EXERCISE OBJECTIVE =>
Starting at the line that contains "Can you find the narrow", retype each line to the end of the listing below. Include both ends, but not the pictures.
___ RECORDS SHOWN ___
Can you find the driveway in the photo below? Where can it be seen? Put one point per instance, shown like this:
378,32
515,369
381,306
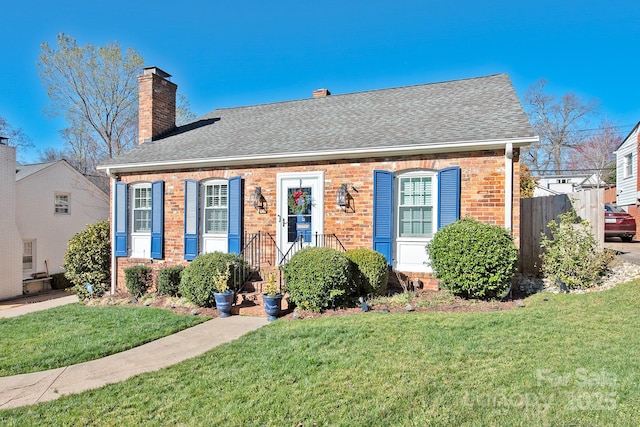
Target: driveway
627,251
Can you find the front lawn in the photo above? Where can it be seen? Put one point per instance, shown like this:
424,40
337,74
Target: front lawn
560,360
75,333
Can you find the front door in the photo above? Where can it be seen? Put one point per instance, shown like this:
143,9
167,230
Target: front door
300,209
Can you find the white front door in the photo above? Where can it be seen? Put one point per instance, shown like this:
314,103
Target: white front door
300,209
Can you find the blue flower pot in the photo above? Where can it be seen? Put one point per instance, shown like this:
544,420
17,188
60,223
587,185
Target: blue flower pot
224,300
272,306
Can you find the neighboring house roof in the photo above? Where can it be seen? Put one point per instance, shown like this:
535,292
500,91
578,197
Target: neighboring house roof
26,171
436,117
627,137
23,171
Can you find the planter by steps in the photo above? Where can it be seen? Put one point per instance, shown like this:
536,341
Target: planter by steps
272,306
224,300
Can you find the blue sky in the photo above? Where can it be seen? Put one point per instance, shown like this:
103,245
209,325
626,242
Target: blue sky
242,52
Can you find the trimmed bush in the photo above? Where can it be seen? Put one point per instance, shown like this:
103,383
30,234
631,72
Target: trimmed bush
473,259
572,254
371,271
318,277
169,280
87,261
59,281
197,282
138,279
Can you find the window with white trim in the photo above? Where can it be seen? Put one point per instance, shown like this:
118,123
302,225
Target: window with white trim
415,206
28,255
215,206
628,165
61,203
141,208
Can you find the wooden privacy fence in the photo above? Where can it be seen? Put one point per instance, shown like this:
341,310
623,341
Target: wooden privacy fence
537,212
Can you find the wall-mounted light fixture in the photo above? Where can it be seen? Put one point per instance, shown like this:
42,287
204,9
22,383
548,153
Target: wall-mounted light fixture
259,202
343,198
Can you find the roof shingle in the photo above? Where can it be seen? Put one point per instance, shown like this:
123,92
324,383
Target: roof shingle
477,109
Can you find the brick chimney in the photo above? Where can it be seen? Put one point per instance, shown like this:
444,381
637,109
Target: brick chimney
156,105
321,93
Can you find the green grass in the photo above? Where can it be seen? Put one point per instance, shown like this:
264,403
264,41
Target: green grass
570,360
76,333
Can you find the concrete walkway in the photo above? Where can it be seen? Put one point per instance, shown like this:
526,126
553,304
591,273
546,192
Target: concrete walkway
27,389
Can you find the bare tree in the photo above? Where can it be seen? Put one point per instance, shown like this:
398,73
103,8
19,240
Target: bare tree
15,136
96,90
596,154
558,122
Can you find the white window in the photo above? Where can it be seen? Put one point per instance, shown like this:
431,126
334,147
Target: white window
215,216
628,165
28,255
61,203
142,208
215,208
416,206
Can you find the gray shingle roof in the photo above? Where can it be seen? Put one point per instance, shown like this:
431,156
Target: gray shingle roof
477,109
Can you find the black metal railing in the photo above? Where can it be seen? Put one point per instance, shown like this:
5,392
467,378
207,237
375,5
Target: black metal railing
261,249
317,240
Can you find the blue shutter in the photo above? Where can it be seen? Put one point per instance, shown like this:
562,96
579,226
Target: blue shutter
157,219
448,196
190,219
235,215
121,214
383,213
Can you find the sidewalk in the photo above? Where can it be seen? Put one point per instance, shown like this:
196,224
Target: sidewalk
28,389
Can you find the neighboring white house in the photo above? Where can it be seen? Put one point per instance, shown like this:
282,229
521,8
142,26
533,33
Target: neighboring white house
10,240
627,170
564,184
49,203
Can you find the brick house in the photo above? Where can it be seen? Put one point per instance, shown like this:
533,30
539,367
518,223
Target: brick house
382,169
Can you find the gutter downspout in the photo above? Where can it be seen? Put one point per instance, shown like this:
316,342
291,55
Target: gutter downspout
114,269
508,186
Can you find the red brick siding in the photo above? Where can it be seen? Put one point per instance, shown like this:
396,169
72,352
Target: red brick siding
156,107
482,196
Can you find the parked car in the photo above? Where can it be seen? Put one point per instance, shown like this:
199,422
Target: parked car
618,223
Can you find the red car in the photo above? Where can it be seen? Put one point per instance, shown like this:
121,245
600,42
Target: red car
618,223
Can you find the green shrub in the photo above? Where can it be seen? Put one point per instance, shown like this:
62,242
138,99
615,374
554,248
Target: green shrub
87,261
371,271
169,280
473,259
197,282
572,254
59,281
318,277
138,279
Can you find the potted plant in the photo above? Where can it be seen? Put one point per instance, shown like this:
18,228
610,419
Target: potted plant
223,295
272,298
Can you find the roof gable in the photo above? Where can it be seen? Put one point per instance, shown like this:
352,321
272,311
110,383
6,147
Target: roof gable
438,114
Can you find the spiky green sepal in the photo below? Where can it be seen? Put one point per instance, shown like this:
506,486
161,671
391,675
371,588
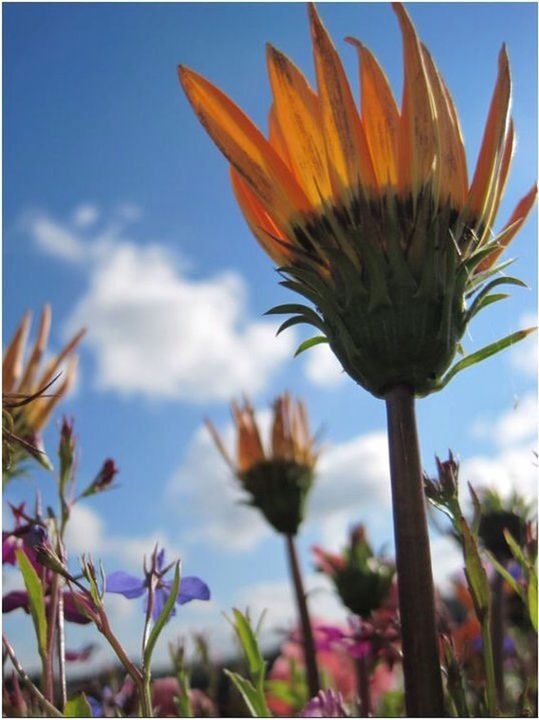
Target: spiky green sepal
279,489
394,312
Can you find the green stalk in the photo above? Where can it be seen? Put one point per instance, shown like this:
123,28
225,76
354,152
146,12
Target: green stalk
25,680
363,687
488,659
306,630
146,698
497,626
422,676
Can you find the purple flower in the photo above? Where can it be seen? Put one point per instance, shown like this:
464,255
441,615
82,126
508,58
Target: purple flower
191,587
326,703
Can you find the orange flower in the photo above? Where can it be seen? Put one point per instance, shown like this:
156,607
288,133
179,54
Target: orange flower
278,479
30,394
368,211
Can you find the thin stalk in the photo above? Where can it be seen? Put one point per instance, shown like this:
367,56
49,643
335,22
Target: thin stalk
363,687
306,630
422,676
25,680
48,688
146,699
497,626
488,660
60,639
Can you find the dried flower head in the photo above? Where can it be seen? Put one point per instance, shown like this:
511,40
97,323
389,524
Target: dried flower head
278,479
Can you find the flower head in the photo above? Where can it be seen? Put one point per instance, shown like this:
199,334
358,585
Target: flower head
27,400
327,703
361,579
278,479
368,211
191,587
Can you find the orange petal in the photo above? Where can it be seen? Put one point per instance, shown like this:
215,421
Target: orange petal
249,445
418,138
28,380
379,114
258,220
453,174
346,145
12,360
485,175
511,227
275,135
39,410
296,108
244,146
495,196
55,362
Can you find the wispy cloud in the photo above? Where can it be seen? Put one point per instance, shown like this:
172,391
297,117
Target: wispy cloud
153,330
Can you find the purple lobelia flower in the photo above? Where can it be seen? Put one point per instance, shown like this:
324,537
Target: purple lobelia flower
326,703
191,587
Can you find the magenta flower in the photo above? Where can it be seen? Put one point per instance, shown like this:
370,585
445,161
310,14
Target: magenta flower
191,587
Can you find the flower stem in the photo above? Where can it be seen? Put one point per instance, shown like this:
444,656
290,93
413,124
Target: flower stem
497,626
25,680
422,677
488,660
363,687
306,629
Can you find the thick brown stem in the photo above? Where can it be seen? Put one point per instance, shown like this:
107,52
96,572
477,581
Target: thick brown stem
497,632
422,678
306,629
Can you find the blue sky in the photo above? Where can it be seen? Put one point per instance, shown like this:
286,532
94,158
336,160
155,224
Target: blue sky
118,210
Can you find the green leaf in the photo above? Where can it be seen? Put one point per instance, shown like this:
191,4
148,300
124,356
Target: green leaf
475,572
506,576
287,309
310,342
163,616
532,597
78,706
253,699
249,645
480,299
484,353
36,600
515,549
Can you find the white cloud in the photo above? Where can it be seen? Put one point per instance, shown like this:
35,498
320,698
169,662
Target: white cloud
447,563
524,355
513,426
512,469
276,600
85,214
153,330
214,498
352,484
322,367
86,533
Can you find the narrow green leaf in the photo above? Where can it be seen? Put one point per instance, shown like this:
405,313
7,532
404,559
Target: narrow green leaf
163,616
253,699
484,353
475,572
310,342
289,309
78,706
36,600
479,301
249,644
506,576
532,597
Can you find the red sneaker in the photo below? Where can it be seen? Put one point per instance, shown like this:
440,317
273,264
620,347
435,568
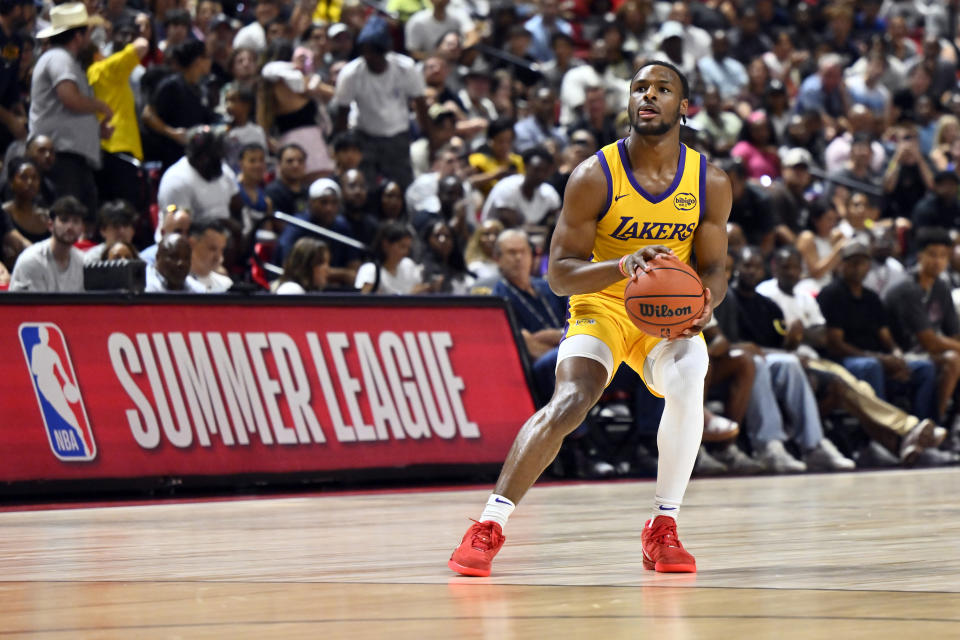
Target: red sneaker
662,550
475,554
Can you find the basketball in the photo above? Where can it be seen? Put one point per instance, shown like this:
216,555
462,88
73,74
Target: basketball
71,393
663,301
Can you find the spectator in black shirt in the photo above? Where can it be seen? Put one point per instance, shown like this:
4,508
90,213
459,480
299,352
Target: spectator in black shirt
288,192
177,104
923,319
940,207
858,335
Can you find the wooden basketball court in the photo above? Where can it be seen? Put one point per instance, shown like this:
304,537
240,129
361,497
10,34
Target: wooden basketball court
859,555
___
ANSWER TO THIS EXERCISE =>
Can you find the narrow green leaf in the photo above? Where can it be seen? Put one point per instance, shown like this:
405,313
7,532
404,559
Target: narrow green leaf
163,616
253,699
484,353
475,572
310,342
289,309
78,706
36,600
479,301
249,644
506,576
532,597
Can you find the red sneaker in the photo below? Where can it be seen? Put one point per instance, shown like this:
440,317
273,264
620,347
435,568
Target: red sneaker
662,550
475,554
Can you find the basketball in the photo above? Where can it be seen? Put one point per instance, shown like this:
216,555
462,88
73,74
Target: basketball
71,393
663,301
Can you find the spectator in black shirt in the photo above? Where can it be seen? Put one point per instance, shown like this:
4,508
90,213
459,480
299,352
Target: spectator in black shirt
288,192
177,104
923,319
940,207
858,335
Can you find the wooden basketball court in the photo above? Where can it be seen? Put one point per instance, shown like this:
304,537
240,129
361,497
10,34
Target: wooden basketball court
859,555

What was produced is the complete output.